** Requirement **
Copy the entries below, requests included, beginning at the line that has "snow-covered tree by giving its bounding box." and stopping after the line that has "[329,202,366,210]". Shift every bounding-box coordinate in the answers up by 59.

** Material shown **

━━━━━━━━

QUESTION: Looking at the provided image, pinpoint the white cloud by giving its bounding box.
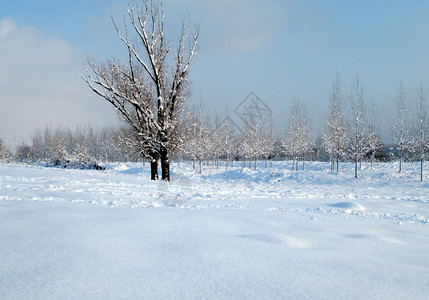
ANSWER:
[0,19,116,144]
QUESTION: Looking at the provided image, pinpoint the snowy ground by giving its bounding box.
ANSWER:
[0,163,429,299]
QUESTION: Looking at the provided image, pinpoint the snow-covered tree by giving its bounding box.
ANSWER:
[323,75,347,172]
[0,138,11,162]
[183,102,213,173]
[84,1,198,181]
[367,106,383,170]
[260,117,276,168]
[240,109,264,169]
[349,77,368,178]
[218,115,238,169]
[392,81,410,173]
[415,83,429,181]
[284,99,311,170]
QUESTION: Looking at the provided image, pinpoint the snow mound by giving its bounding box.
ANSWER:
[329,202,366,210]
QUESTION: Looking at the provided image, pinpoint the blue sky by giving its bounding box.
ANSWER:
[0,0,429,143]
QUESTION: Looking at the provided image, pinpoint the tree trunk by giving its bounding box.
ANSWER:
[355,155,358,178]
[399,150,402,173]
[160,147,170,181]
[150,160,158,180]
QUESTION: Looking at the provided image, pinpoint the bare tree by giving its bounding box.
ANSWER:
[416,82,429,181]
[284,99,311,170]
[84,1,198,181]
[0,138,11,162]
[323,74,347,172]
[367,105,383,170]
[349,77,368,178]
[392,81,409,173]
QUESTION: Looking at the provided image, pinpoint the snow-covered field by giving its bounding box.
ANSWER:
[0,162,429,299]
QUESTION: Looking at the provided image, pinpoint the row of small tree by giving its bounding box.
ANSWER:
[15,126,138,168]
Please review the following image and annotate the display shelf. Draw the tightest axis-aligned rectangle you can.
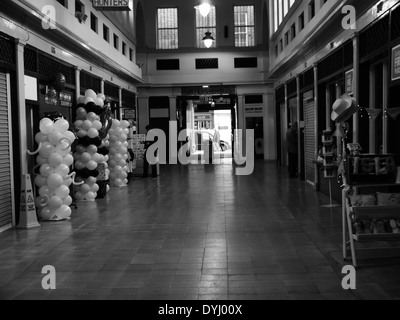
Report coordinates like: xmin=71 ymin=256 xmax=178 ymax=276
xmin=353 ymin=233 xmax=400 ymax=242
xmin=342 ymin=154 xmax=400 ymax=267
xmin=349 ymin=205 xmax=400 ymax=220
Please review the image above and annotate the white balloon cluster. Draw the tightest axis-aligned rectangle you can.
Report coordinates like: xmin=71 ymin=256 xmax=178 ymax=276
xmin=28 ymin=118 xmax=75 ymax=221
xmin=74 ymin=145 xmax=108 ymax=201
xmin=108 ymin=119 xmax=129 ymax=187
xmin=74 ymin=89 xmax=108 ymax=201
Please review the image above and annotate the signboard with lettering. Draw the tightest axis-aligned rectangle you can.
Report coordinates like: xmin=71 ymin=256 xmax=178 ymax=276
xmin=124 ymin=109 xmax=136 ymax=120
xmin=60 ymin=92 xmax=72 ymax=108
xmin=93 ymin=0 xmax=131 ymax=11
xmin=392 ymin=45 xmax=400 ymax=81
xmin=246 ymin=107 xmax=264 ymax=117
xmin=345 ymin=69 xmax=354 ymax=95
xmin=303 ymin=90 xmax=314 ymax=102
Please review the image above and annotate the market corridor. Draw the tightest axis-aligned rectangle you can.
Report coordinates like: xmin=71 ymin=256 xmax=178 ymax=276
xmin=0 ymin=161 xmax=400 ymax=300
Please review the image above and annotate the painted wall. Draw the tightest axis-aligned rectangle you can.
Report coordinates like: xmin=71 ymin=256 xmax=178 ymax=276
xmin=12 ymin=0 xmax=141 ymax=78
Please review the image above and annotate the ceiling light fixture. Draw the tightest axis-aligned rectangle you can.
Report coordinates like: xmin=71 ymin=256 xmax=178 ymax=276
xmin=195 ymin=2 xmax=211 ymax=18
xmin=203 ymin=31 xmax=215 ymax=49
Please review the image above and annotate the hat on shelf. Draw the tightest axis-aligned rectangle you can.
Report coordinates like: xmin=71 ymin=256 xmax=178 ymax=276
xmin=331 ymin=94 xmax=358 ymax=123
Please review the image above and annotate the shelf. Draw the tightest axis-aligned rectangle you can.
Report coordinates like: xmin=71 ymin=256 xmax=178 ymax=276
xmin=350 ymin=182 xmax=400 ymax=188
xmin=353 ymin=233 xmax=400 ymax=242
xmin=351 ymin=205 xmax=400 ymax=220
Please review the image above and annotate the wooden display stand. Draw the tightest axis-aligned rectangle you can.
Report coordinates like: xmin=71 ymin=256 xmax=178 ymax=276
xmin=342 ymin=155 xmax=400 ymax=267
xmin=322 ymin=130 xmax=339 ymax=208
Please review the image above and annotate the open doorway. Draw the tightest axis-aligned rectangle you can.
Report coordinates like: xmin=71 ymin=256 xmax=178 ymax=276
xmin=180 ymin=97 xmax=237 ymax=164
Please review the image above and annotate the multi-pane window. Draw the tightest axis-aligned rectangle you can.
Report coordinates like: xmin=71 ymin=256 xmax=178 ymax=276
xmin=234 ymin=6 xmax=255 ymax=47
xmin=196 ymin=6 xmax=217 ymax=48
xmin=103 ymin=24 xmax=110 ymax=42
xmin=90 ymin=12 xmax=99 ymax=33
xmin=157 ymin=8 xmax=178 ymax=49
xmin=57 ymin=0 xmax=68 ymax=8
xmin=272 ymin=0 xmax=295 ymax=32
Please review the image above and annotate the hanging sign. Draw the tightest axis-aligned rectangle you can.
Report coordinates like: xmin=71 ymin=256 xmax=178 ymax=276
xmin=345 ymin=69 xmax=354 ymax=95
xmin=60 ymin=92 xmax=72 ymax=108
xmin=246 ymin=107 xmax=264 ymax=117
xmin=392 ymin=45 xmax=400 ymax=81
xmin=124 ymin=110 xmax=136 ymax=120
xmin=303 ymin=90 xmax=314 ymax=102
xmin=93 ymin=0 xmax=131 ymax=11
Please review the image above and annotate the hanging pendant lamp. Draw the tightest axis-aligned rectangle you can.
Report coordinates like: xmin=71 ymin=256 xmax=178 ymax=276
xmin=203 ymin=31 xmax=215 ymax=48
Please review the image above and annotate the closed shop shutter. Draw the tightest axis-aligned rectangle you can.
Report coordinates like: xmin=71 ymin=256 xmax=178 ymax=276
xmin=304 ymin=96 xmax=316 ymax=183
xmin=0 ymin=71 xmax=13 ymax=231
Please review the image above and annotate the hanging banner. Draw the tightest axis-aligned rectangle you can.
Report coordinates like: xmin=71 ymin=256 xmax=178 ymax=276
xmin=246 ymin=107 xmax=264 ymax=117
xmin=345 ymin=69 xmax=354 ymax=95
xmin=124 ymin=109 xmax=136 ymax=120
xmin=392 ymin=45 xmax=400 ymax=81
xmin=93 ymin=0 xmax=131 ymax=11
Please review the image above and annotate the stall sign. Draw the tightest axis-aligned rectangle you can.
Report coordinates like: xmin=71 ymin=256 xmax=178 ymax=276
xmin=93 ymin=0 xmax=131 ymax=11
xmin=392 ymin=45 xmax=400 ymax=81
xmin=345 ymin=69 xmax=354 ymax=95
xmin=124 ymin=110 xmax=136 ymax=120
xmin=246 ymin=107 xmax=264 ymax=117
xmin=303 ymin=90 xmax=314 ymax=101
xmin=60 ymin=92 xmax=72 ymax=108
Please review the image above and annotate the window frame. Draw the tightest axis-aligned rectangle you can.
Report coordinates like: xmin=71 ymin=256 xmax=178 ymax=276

━━━━━━━━

** Result of the exercise **
QUESTION: Looking at the provided image, pinpoint the snow-covered tree by giving its bounding box.
ANSWER:
[382,134,406,231]
[59,197,70,221]
[242,161,272,232]
[143,60,257,240]
[426,165,442,229]
[319,176,335,227]
[299,168,323,228]
[408,136,427,237]
[277,174,297,228]
[451,140,469,232]
[474,142,488,240]
[343,158,370,229]
QUESTION: Looking at the provided image, pinpoint the snow mound by giving its bounding box.
ANSWER:
[388,261,425,269]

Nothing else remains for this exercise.